* START *

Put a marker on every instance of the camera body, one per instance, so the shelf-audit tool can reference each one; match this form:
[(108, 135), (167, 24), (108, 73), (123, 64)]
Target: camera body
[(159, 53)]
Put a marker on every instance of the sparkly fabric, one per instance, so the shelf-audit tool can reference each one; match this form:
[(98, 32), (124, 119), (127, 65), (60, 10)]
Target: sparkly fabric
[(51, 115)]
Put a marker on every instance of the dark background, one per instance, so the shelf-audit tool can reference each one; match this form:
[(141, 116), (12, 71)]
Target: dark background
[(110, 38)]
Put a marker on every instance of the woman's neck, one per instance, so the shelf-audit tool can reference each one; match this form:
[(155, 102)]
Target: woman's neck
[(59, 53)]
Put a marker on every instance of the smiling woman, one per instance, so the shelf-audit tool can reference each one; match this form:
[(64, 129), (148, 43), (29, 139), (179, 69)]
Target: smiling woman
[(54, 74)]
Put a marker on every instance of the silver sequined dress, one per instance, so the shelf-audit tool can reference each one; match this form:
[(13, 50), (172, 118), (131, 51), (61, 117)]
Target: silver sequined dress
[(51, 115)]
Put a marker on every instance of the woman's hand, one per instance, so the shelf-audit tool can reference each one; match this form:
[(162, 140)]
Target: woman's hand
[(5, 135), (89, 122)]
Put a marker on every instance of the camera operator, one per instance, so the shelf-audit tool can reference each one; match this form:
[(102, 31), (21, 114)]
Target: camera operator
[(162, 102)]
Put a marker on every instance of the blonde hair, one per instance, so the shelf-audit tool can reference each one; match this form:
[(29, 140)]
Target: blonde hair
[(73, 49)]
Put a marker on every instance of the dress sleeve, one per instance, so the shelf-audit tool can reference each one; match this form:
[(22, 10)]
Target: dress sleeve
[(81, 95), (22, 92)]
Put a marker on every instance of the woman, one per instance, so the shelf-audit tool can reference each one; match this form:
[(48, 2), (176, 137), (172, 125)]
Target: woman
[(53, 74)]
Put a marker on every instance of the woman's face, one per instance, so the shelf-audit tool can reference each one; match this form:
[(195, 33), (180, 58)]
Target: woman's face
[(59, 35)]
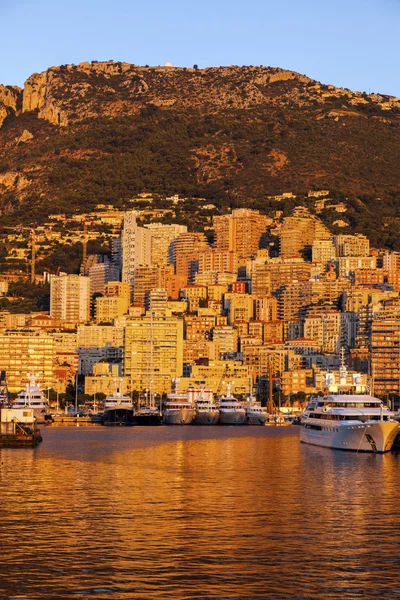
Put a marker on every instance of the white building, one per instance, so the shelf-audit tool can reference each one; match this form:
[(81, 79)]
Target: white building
[(136, 246), (70, 298)]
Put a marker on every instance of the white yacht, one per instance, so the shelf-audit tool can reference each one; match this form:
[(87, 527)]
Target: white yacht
[(206, 411), (32, 397), (231, 411), (255, 413), (118, 409), (178, 409), (350, 422), (348, 418)]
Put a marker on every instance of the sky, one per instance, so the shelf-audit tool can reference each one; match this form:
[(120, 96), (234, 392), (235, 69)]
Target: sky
[(347, 43)]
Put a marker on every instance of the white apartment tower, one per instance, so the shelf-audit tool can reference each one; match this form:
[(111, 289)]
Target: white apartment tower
[(70, 298), (136, 246)]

* END *

→ YOUR INSTRUCTIONS:
Rewrite all of the items above, replacing "shelf-audit tool" with "catalog tool" wherever it appears and leaving everything else unchanged. Omit the pictures from your answer.

→ TASK OUTPUT:
Put a marker on every instance of the camera body, one per instance, so the catalog tool can reference each one; match this form:
[(108, 135), (167, 24), (108, 73), (123, 64)]
Target: camera body
[(159, 53)]
Put a marker on every instance of the sparkly fabric, one per instance, so the catalog tool can reference each one; match this form:
[(98, 32), (124, 119), (127, 65), (60, 10)]
Target: sparkly fabric
[(51, 115)]
Put a marker on every instance of the dark background, one per instance, so the catalog tool can reference each one; match this form:
[(141, 116), (12, 71)]
Target: dark background
[(110, 38)]
Put a marker on every instance of the woman's neck, one per instance, so the catalog tool can reference each one; match this form:
[(155, 102)]
Target: woman's neck
[(59, 53)]
Put a marker on every instance of the smiling woman, one per instance, so the catalog tool can reference each one; match this form:
[(64, 129), (148, 43), (29, 139), (179, 69)]
Target: smiling woman
[(54, 74)]
Put a marker on every instance of the silver sequined dress, one per instance, so the catalog tool can reference each one; match this form:
[(13, 50), (172, 118), (131, 51), (61, 117)]
Target: silver sequined dress
[(51, 115)]
Put a marker on every instance of the woman's hand, one per instance, so the catalog tool can reference each one; match this form:
[(162, 140)]
Target: woman's hand
[(5, 135), (89, 122)]
Put a marker on every instance of the camera operator, one per instance, so the catalog tool can reference each one; match this form:
[(102, 31), (21, 114)]
Target: camera operator
[(162, 102)]
Put a marker on every instance of the blonde hair, one per instance, so the catalog tool can reference each one; match this form:
[(29, 140)]
Target: blonde hair
[(73, 49)]
Put a marker on every instance of the dress sleeve, one per instance, so the catalog tool can reference each one; match this form:
[(22, 10)]
Target: dress sleeve
[(81, 95), (22, 92)]
Put a marker on every instance of the woman, one per instance, so the catalog tool can reference each one; match this form:
[(48, 2), (176, 137), (172, 125)]
Target: woman
[(53, 74)]
Put a marker on every instance of the woman's face, one per instance, so the catalog tool can reference each one; match this form:
[(195, 33), (180, 58)]
Target: woman's face
[(59, 35)]
Put a marker on every instance of the white building, one per instance, so the catalog tool can reference each one; match this form:
[(81, 79)]
Target: white building
[(136, 246), (70, 298)]
Put a marker on every instance of the white yacht, one per instance, so the catalog tool can reference each one; match this form:
[(87, 527)]
Target: white yacht
[(206, 411), (32, 397), (231, 411), (255, 413), (118, 409), (178, 409), (350, 422), (348, 418)]
Put a marker on every instance of the sky, one per instance, so the catalog tool can reference each one; match this form:
[(120, 96), (234, 392), (235, 69)]
Target: sky
[(347, 43)]
Put a marker on every instance of the white apartment tower, one per instance, so the catalog tool can reference each one; match this form:
[(111, 289)]
Target: white apartment tower
[(70, 298), (136, 246)]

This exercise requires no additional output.